begin

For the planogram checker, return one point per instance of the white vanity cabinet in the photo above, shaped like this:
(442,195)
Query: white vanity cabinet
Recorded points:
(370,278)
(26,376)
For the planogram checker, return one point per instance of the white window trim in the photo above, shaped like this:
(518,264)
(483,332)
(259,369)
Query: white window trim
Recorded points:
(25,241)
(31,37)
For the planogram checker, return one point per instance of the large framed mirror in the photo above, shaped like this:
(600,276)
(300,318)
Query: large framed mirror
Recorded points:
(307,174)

end
begin

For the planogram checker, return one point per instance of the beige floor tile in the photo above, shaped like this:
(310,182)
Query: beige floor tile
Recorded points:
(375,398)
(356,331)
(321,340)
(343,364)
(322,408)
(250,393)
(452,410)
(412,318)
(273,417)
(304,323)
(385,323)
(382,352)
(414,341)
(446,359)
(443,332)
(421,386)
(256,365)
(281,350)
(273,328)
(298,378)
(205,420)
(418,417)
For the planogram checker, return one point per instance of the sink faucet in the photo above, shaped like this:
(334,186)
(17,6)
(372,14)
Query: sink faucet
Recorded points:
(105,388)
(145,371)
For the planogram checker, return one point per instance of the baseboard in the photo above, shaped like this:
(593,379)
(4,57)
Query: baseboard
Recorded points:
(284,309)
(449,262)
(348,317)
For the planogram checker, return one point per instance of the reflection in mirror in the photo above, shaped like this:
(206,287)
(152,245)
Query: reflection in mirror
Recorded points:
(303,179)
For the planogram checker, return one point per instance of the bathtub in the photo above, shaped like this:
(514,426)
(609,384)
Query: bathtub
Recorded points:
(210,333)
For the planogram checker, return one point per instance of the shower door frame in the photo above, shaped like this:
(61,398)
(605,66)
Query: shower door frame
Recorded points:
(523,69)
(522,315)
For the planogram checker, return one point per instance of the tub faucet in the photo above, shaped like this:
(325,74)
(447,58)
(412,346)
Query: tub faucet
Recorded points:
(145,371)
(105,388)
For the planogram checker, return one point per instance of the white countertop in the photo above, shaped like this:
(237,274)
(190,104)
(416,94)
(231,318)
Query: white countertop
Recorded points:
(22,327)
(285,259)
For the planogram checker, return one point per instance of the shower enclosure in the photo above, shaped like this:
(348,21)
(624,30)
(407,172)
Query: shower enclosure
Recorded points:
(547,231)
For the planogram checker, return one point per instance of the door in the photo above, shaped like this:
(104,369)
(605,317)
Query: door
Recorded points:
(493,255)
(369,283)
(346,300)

end

* _WORK REQUIRED_
List every line of the data above that contains the string "enclosure", matching case exactly.

* _RESPONSE FOR THIS EXERCISE_
For the planogram checker, return one point per instance of the shower enclosure in the photo above, shaped like this:
Query: shower enclosure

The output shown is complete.